━━━ Source data ━━━

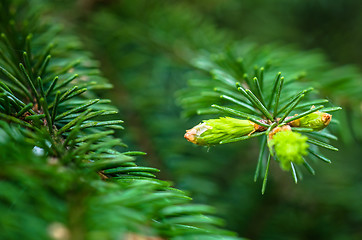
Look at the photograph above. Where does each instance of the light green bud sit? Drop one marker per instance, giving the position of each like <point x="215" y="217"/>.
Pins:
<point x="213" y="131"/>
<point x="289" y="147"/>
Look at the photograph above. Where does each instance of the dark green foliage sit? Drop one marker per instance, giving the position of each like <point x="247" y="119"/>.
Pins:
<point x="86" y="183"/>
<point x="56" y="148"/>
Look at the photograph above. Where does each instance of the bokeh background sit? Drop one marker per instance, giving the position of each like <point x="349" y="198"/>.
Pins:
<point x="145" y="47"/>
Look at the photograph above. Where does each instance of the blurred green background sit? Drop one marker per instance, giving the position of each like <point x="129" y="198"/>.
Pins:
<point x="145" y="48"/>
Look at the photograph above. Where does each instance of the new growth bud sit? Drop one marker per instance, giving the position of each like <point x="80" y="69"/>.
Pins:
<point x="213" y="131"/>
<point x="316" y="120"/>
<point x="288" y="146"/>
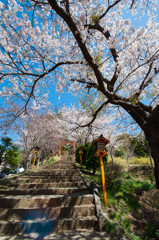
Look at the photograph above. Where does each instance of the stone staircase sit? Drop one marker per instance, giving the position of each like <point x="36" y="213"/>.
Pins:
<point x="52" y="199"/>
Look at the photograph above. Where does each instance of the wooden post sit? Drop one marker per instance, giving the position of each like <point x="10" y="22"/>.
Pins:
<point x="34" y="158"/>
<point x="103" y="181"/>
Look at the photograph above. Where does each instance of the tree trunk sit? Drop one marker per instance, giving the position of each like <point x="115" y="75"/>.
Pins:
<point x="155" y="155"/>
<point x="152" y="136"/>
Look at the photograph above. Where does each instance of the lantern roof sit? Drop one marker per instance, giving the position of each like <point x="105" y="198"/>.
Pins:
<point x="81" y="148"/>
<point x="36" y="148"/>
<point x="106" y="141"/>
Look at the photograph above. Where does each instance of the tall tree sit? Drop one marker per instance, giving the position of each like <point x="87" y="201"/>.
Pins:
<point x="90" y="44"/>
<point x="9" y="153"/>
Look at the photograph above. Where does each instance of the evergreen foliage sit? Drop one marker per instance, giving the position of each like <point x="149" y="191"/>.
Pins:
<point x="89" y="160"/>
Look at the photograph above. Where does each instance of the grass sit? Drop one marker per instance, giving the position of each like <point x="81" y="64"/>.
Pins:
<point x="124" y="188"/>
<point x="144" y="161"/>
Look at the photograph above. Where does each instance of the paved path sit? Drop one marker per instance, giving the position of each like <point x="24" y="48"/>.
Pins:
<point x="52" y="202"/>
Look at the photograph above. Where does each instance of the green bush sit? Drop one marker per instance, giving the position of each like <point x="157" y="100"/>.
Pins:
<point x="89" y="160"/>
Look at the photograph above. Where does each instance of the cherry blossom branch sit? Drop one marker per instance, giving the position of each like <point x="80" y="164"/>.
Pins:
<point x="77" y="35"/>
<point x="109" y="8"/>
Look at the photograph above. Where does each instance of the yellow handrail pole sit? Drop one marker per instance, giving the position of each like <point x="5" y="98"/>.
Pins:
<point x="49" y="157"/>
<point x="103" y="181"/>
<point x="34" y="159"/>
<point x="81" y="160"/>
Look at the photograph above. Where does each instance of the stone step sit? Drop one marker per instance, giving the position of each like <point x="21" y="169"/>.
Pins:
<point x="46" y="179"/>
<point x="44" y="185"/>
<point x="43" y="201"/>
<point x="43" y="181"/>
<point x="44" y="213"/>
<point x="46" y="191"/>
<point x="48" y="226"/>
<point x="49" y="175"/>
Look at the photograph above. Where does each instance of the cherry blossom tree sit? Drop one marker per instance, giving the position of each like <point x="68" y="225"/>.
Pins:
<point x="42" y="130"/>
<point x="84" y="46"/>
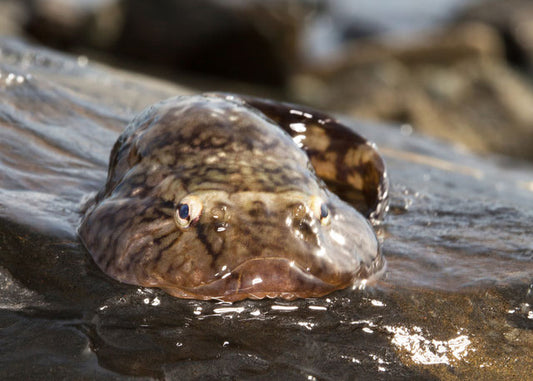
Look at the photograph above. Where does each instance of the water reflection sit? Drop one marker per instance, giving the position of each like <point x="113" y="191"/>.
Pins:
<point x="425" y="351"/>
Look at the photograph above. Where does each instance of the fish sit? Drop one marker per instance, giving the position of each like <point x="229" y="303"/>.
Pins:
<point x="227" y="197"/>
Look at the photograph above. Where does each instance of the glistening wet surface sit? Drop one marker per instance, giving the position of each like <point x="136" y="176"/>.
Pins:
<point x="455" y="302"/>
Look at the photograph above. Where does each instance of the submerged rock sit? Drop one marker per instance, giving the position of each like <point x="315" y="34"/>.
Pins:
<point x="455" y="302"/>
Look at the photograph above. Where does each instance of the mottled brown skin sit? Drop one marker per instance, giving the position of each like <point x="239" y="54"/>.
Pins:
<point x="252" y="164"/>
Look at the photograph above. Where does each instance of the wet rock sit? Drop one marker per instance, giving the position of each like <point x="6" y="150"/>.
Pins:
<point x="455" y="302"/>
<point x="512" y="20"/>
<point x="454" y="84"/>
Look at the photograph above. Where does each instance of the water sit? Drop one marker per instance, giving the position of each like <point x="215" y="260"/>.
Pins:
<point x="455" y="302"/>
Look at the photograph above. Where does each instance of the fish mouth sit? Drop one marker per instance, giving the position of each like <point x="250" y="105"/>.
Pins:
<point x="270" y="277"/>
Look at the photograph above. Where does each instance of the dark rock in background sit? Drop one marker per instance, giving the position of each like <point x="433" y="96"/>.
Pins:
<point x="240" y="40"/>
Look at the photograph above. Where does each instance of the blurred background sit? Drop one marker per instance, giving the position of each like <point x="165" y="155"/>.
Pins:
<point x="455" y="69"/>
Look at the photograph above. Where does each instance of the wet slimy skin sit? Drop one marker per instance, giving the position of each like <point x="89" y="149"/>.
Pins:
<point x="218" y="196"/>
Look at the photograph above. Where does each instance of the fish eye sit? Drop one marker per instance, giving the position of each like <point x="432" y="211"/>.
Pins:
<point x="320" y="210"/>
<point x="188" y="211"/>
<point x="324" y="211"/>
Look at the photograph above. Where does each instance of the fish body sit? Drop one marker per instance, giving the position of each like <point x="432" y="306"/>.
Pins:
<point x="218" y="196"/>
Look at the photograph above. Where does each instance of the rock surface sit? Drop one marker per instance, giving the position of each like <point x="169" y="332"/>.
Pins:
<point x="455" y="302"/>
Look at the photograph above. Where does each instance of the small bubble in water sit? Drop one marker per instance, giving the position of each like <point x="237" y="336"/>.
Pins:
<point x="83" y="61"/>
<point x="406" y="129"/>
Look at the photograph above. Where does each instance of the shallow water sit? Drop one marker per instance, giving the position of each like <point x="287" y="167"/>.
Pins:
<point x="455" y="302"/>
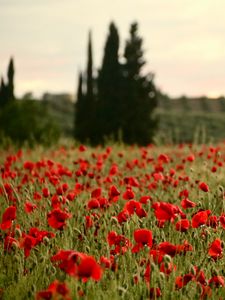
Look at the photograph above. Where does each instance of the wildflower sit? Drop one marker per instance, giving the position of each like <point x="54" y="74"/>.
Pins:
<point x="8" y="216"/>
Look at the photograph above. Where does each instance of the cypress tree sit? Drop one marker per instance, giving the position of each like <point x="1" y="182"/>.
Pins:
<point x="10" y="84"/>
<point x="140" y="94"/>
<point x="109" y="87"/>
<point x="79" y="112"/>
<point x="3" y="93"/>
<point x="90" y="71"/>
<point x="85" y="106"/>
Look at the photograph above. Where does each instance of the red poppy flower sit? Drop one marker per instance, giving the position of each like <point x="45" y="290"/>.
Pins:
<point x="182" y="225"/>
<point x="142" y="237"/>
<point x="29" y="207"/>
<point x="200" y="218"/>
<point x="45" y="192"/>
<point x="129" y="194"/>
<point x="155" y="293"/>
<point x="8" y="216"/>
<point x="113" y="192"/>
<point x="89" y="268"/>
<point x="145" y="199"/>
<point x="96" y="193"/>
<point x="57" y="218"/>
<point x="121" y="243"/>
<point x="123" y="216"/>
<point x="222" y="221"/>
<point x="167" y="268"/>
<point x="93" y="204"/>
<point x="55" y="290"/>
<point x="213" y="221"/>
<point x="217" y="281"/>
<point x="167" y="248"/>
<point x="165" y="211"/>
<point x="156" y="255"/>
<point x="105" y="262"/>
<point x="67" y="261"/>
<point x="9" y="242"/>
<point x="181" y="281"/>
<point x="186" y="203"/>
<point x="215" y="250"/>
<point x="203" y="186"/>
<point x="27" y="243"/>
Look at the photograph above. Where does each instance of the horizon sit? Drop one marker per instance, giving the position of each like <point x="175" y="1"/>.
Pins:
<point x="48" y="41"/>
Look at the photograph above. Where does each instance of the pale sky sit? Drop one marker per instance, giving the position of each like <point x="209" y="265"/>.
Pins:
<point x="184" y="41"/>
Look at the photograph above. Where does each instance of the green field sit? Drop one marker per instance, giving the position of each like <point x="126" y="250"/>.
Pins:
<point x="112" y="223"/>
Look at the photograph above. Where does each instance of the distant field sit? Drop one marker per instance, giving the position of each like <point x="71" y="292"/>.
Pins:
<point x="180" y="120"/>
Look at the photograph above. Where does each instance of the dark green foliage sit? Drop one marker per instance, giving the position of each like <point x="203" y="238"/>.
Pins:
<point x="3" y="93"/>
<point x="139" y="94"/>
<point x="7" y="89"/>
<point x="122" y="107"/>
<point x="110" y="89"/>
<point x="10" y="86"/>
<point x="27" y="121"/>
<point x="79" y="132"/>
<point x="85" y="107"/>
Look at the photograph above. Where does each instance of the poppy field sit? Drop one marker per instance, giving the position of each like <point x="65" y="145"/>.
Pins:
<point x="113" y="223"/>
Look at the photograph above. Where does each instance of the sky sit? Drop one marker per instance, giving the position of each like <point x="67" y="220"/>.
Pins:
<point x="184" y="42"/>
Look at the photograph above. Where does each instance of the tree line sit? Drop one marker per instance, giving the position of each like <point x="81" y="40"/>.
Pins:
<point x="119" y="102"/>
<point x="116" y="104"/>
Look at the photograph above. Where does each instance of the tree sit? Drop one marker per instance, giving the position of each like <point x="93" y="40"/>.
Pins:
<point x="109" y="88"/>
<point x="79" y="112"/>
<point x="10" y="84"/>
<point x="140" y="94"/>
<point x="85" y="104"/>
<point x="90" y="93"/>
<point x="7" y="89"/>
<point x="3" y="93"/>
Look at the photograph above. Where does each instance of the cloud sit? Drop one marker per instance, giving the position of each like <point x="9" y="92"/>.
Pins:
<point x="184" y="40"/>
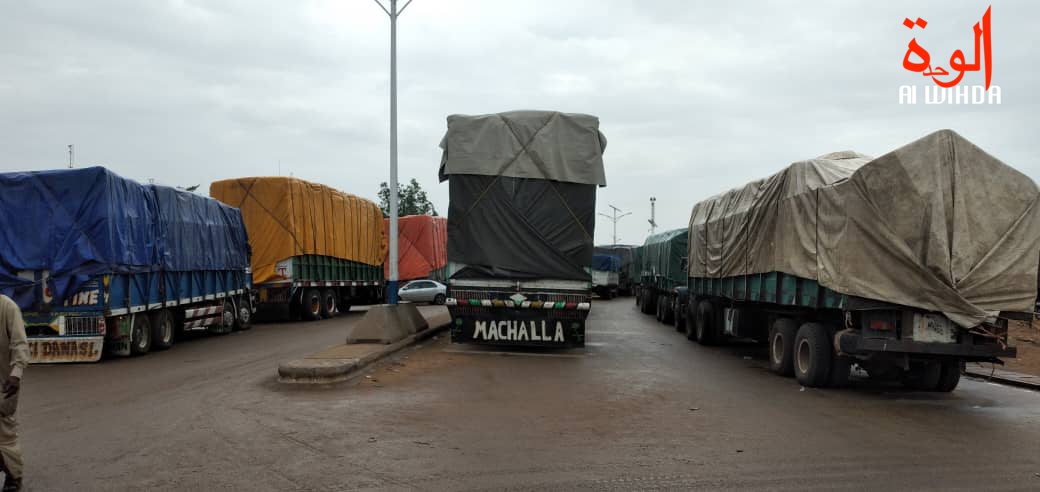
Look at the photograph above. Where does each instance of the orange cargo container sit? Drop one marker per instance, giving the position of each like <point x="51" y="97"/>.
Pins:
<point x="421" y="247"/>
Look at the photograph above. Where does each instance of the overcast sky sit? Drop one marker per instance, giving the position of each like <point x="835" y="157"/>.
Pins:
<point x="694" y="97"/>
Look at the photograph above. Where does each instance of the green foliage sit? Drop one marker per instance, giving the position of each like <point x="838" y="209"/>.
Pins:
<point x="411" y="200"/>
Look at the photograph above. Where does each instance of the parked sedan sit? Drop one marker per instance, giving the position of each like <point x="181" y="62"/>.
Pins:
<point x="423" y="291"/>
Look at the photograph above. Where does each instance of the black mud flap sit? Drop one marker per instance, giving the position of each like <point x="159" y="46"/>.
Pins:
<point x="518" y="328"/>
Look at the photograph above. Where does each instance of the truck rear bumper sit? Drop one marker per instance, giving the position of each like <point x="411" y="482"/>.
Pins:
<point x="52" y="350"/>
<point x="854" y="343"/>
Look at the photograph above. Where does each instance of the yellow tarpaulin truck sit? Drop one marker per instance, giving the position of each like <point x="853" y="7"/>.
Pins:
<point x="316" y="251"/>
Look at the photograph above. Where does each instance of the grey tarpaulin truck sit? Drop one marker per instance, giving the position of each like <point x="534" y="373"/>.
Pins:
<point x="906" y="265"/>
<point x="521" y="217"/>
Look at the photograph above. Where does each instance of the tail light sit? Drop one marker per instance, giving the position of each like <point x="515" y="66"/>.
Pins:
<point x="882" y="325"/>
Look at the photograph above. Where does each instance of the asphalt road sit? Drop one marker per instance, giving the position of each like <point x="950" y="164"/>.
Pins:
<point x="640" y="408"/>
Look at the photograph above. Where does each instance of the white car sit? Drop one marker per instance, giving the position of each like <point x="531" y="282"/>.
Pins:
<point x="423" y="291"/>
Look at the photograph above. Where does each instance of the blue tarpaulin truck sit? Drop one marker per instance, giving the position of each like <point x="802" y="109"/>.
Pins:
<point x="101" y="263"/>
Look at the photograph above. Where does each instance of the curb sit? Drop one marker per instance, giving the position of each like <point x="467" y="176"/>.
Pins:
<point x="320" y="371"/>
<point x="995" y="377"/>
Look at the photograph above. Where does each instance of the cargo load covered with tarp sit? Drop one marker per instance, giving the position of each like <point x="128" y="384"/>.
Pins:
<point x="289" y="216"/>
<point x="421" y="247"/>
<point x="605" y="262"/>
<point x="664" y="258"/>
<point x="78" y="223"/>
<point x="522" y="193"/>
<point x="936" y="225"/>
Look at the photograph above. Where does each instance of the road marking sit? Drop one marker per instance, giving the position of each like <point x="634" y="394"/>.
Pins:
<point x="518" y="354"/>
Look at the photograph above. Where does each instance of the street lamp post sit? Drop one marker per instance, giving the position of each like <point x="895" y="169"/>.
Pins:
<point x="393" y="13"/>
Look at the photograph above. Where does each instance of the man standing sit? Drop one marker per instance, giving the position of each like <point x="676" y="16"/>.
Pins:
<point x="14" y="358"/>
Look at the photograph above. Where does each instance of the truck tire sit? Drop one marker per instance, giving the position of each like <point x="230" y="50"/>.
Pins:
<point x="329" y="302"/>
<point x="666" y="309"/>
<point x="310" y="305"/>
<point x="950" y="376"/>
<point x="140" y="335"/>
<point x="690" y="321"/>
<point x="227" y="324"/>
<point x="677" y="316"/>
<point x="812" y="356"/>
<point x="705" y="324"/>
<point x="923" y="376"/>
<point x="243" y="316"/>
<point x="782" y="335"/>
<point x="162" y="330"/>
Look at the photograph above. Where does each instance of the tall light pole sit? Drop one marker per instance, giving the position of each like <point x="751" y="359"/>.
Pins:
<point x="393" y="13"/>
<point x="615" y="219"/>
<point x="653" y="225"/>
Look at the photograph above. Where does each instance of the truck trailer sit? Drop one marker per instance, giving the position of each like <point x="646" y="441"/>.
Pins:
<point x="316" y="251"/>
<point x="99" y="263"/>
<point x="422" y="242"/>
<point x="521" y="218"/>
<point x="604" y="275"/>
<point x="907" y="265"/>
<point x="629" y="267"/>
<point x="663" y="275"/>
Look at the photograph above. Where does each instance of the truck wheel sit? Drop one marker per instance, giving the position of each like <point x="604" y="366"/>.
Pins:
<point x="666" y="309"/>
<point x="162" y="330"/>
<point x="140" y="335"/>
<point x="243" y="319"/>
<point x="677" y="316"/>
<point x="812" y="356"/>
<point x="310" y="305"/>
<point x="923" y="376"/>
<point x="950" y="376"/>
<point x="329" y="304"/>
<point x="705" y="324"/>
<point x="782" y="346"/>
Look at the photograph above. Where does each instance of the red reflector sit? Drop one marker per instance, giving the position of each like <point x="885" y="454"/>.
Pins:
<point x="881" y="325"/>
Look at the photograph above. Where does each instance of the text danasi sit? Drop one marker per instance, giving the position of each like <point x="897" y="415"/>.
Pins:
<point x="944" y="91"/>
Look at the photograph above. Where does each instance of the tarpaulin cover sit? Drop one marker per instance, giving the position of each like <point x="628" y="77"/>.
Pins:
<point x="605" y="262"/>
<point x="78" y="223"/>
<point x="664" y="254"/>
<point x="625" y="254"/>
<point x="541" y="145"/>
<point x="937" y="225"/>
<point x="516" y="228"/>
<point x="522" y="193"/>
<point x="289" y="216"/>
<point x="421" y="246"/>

━━━

What to do —
Of the lines above, show those in which "skin" appears.

Task solution —
Look at the photograph above. Where does each instance of the mottled brown skin sit? Drop one marker per instance, giving the position of each like <point x="239" y="54"/>.
Look at the photograph above. Where does each instance of the wet slimy skin sit? Drop one marker per instance, giving the position of each like <point x="89" y="149"/>.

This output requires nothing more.